PROBLEM DESCRIPTION: Which lines in the data below contain the string "elephant"? Gather every one of them, copying each line in full, and treat uppercase and lowercase as different.

DATA EXCERPTS:
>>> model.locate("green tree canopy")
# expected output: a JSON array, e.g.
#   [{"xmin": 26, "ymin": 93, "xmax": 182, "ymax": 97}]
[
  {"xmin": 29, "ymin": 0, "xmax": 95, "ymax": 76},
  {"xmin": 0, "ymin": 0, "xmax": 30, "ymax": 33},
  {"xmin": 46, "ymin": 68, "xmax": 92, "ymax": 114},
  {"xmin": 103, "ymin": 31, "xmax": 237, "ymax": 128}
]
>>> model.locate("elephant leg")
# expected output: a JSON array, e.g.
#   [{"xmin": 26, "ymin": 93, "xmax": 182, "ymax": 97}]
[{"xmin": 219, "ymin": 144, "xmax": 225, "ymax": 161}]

--

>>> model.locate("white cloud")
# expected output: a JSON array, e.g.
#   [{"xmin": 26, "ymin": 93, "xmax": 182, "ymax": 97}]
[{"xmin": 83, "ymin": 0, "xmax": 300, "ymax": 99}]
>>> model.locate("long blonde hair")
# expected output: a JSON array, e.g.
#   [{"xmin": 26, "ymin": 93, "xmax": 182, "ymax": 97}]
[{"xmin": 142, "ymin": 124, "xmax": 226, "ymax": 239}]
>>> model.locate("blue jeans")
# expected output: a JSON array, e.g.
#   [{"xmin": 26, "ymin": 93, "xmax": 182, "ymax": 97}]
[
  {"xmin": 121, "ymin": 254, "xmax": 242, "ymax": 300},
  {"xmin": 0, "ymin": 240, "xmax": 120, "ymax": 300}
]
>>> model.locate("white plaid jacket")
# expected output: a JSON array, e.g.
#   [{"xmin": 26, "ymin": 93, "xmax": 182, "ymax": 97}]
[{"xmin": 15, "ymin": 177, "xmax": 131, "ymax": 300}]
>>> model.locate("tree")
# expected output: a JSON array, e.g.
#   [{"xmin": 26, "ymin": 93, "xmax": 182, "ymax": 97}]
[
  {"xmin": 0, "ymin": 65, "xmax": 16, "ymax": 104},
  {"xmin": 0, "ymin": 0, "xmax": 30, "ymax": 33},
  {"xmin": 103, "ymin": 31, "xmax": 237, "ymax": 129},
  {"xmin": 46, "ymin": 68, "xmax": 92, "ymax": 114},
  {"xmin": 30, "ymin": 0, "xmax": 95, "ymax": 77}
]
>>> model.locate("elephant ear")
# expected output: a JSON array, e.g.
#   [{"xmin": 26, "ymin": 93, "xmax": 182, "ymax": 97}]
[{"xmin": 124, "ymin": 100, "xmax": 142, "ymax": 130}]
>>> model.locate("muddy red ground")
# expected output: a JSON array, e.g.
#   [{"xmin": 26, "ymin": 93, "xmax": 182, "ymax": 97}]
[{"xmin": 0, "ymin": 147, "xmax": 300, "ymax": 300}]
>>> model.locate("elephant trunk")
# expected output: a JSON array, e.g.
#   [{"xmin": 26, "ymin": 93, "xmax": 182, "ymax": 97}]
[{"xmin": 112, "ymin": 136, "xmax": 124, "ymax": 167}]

EXERCISE SOLUTION:
>>> model.locate("elephant leg")
>>> model.locate("elephant ear")
>>> model.locate("elephant trunk")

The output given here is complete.